→ **Exercise requirements**
Repeat every entry in full. Match each line exactly.

[Data]

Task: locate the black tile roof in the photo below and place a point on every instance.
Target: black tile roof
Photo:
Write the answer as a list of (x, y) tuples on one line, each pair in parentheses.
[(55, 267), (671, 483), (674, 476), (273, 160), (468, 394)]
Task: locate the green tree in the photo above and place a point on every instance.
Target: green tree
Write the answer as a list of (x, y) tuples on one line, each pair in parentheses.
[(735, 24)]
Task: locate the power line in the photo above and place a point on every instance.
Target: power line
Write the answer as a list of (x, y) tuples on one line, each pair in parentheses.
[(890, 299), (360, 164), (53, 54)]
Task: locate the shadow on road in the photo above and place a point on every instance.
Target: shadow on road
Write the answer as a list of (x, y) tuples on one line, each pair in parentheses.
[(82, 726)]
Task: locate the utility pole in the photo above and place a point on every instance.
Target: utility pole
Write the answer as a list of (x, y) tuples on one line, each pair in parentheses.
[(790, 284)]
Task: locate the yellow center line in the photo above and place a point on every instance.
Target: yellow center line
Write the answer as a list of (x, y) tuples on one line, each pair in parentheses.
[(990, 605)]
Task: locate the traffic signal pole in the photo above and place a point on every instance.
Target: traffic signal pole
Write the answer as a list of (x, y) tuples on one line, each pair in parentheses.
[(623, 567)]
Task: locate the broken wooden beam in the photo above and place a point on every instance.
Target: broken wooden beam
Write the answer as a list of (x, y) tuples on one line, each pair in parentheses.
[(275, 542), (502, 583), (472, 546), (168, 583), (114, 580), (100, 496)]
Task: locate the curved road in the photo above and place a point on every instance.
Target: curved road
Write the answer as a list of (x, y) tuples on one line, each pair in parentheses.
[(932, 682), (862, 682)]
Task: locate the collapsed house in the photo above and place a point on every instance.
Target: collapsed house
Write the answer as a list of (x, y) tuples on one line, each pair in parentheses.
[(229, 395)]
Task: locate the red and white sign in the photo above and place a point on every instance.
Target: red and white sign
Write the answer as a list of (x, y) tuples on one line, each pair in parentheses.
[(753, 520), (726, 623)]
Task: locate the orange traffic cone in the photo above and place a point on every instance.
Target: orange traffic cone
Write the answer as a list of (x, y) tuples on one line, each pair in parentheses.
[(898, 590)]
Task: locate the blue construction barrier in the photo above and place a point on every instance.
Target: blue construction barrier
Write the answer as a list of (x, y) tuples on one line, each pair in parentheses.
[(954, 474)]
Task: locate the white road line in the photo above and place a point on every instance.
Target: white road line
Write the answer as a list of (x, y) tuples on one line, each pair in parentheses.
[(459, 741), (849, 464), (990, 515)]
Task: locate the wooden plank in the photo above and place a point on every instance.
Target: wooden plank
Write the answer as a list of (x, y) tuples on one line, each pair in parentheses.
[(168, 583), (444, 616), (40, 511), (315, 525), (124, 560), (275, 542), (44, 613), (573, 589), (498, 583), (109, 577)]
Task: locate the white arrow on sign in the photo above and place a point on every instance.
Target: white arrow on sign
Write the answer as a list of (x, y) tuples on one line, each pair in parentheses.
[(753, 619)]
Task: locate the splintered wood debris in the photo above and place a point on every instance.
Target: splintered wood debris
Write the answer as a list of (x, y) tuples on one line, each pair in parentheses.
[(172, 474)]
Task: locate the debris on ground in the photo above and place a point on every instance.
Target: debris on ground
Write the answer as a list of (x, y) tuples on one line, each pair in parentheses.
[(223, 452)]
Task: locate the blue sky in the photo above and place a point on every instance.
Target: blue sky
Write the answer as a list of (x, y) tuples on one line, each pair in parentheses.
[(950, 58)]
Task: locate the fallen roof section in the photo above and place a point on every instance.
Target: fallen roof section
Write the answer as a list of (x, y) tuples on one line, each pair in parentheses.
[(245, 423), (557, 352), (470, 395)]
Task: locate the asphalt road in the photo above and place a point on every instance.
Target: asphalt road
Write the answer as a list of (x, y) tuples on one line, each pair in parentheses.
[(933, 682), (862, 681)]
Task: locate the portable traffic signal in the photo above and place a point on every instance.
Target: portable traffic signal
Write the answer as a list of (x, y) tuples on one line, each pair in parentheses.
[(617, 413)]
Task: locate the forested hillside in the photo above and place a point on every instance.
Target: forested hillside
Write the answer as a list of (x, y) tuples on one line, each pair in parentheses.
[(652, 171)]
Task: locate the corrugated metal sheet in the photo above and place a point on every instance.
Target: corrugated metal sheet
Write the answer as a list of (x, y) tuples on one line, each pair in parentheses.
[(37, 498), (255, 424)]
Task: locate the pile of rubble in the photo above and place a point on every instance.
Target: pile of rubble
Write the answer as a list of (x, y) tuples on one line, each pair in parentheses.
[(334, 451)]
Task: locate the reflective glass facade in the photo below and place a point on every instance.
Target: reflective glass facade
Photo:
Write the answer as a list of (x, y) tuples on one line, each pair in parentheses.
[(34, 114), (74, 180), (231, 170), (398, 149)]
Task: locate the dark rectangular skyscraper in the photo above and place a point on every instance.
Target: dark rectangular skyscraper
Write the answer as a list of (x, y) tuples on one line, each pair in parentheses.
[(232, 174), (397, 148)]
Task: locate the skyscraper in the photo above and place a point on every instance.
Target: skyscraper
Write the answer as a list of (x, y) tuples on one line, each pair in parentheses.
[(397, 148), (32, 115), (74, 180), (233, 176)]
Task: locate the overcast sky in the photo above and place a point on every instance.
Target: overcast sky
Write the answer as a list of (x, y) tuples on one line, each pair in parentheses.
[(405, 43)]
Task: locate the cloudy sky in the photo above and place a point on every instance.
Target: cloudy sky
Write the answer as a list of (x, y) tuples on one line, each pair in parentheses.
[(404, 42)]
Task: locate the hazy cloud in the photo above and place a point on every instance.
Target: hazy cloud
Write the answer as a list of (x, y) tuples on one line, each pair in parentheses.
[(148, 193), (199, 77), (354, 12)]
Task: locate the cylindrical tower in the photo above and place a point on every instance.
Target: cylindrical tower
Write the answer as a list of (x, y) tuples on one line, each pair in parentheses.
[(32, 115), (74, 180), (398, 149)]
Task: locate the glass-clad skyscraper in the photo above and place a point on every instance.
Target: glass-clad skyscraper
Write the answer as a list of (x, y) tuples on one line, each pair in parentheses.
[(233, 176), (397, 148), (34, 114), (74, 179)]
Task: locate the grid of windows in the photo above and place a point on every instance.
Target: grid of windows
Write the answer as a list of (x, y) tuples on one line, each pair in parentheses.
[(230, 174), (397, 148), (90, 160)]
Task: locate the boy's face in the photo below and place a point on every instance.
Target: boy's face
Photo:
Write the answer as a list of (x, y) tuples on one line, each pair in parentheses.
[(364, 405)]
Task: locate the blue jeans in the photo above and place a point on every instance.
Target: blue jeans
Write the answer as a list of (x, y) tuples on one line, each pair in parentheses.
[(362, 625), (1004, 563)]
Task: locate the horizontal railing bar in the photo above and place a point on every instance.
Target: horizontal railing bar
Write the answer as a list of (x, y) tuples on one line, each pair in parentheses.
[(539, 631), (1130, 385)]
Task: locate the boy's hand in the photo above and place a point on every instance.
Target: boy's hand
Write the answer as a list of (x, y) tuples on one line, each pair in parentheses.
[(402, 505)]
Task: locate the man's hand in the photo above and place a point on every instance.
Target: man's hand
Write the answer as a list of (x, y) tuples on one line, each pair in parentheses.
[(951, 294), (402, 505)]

[/Data]

→ **Output below**
Task: locate the black tile roof in the photo below and place a point on every instance.
Target: black tile roof
Photo:
Write the answer as a list of (x, y) tuples on one line, each pair in parentheses.
[(55, 267), (671, 483), (674, 476), (273, 160), (468, 394)]
Task: locate the green tree in the photo above and place a point on every instance.
Target: green tree
Write the answer as a list of (x, y) tuples on one line, each pair in parentheses.
[(735, 24)]
Task: locate the power line in the photo above and place a point on every instance.
Target: power line
Write the answer as a list of (x, y) tuples on one line, each pair in parentheses.
[(890, 299), (360, 164), (53, 54)]
Task: locate the shadow on road in the photo above and place a point on every instance.
Target: shadow on road
Write the answer as a list of (x, y) tuples on one line, each pair in parentheses.
[(82, 726)]
Task: locate the utility pole in the photo above and place a point on every instance.
Target: utility pole
Write the answer as a list of (x, y) tuples on one line, each pair in parentheses.
[(790, 284)]
Task: locate the yellow center line in the photo above and place a point on every instance.
Target: yellow center line
Write the answer as a list of (x, y) tuples on one line, each pair in parentheses.
[(990, 605)]
Task: locate the traffic signal pole in the photo above and place a point on every instance.
Target: traffic signal pole
Write the answer as a list of (x, y) tuples on one line, each pair in parentheses.
[(623, 567)]
Task: locate the broken wooden beam in the photo above and place a point on every instance.
Target: broken wooden beam
Write the answer as a list of (x, y) tuples on one line, each pair in parentheses.
[(275, 542), (502, 583), (472, 546), (168, 583), (114, 580), (100, 496)]
Task: locate the curved road in the photo above and place a point on every instance.
Target: curved road
Write the answer as a list of (x, y) tuples on one line, each pair in parentheses.
[(932, 682), (862, 682)]
Task: locate the collapsed house in the photo above and place a point on every instance.
Target: collapsed house
Write the answer as a list of (x, y) tuples on one line, each pair in parentheses.
[(229, 395)]
Task: locate the red and white sign in the photo above and place a point on every instance.
Target: red and white sign
Write the answer as a list of (x, y) tuples on one line, each pair in parentheses.
[(753, 520), (726, 623)]
Task: locate the orange traffic cone in the photo above and place a point on every instance.
Target: orange traffic cone
Write the answer as a list of (x, y) tuples on one line, each pair in parentheses.
[(898, 590)]
Task: locate the blue construction barrier in the photo above and place a point on every instance.
Target: blue construction barrier
Write the answer as a list of (x, y) tuples on one line, each pair in parentheses.
[(954, 474)]
Task: locate the white road line in the photo above and place a point on every instance.
Target: white road line
Write the answer as a list of (x, y) tuples on one line, each pair in parentheses.
[(459, 741), (849, 464), (990, 515)]
Task: locate the wooden plank in the photo above and place a point on every instance.
Target: wooden plank
Write the answer as a list of (x, y) tuples on one line, each pair in parentheses.
[(168, 583), (444, 616), (40, 511), (315, 525), (124, 560), (275, 542), (44, 613), (573, 589), (498, 583), (109, 577)]
Task: locate the white arrow on sign in the photo above and place a point on every instance.
Target: white arrow on sign
Write the answer as a list of (x, y) tuples on one line, each pair in parentheses.
[(753, 619)]
Task: locate the splintered wood debris in the photo above and place a point on every instance.
Target: splintered wood debris
Write the answer as a list of (x, y) tuples on one line, each pair in parentheses.
[(172, 474)]
Task: locate the debris on ground in the photo above and place a point on every instance.
Target: debris on ground
Write the answer as a list of (x, y) tuples on one line, each pair in parentheses.
[(223, 452)]
Task: locate the blue sky in the photo above and place a point on every instance.
Target: blue sky
Write the answer as a list of (x, y) tuples on one line, each pair in parentheses.
[(950, 58)]
Task: locate the fallen roof section in the photo above and place a point on every instance.
Target: fallen roof section
Write the answer as a list of (x, y) tuples on one line, each pair in parentheses.
[(245, 423), (557, 352), (470, 395)]
Task: locate the asphalt road in the photo above and place a point on every instance.
Target: asphalt road
Write the answer as a list of (x, y) tuples on one line, each pair in parentheses.
[(933, 682), (862, 681)]
Task: locate the portable traffic signal in the photo above and place a point on every instance.
Target: portable traffic signal
Write the answer as a list of (x, y) tuples on one line, each pair in parentheses.
[(617, 413)]
Task: locate the forested hillside in the photo above and place a point on every instance.
Target: forested hillside
Write the answer as a list of (x, y) tuples on one line, each pair in parentheses.
[(652, 171)]
Task: locate the corrugated metal sheet in the photo above and place a point on every instance.
Target: corrugated metal sheet
Write the answer as a list of (x, y) tuples on one line, each pair in parentheses.
[(37, 498), (255, 424)]
Task: locate the pile of rubble in the photo above and place a point on every instance.
Target: pile of rubble
Write the answer as a list of (x, y) tuples on one line, each pair in parentheses.
[(334, 451)]
Task: locate the reflective glass facade in the photo below and place a point on every instance.
Target: reflective glass facade
Photo:
Write the answer as a list of (x, y) tuples on one line, each pair in parentheses.
[(34, 114), (74, 180), (231, 170), (398, 149)]
Task: locate the dark rectangular skyscraper in the photo above and place a point on every instance.
Target: dark rectangular skyscraper
Write the answer as a list of (x, y) tuples on one line, each pair in parentheses.
[(232, 174), (397, 148)]
Task: locate the skyscraper in the photo above and place a point on every instance.
Target: skyscraper
Write the answer as a list of (x, y) tuples on one line, each pair in parentheses.
[(397, 148), (32, 115), (74, 180), (233, 176)]
Task: locate the overcast sky in the photo above and place a point on every instance.
Target: overcast sky
Write the answer as a list of (x, y) tuples on one line, each pair in parentheses.
[(405, 43)]
Task: locate the cloudy sky in the photo above and place a point on every instance.
Target: cloudy sky
Write the answer as a list of (x, y) tuples on one line, each pair in parentheses.
[(404, 42)]
Task: locate the hazy cloud in the photo above and place a point on every instance.
Target: hazy cloud
Write the answer as a list of (x, y) tuples on one line, each pair in parentheses.
[(148, 193), (199, 77), (354, 12)]
Task: locate the cylindrical tower in the photo above and place a point on every instance.
Target: cylindrical tower
Write the answer as a list of (x, y) tuples on one line, each pair in parentheses.
[(32, 115), (74, 180), (398, 149)]
Task: locate the glass-clad skyscraper in the photo above and place a point on every instance.
Target: glass-clad skyscraper
Write the answer as a list of (x, y) tuples on one line, each pair in parentheses.
[(233, 176), (397, 148), (34, 114), (74, 179)]
Task: locate the grid of windows in the photo above and place a point on every instance.
Target: grid of windows
Write the answer as a list of (x, y) tuples on one line, each pair in parentheses.
[(230, 174), (397, 148), (90, 160)]
Task: locate the boy's face in the photo below and place a point on every instance.
Target: boy's face
Photo:
Write the answer as a list of (x, y) tuples on one line, each pair in parentheses.
[(364, 405)]
Task: locate the blue jeans in the photo above and place a point on every instance.
Target: blue jeans
Write the answer as a list of (x, y) tuples on one line, each pair in parentheses.
[(362, 625), (1004, 563)]
Task: locate the horizontal railing bar in the photo above and place a point on every instance.
Target: horizontal railing bar
Write the answer as a list of (x, y) tuples on one line, each pair in parentheses.
[(539, 631), (1130, 385)]
Task: locate the boy's hand in the photo above and place a point on every instance.
Target: boy's hand
Write the answer as a list of (x, y) tuples on one line, each pair in parentheses.
[(402, 505)]
Task: locate the man's hand in the photo above and place a point on every instance.
Target: man's hand
Write the answer as a list of (x, y) tuples on one line, each pair in parentheses.
[(951, 294), (402, 505)]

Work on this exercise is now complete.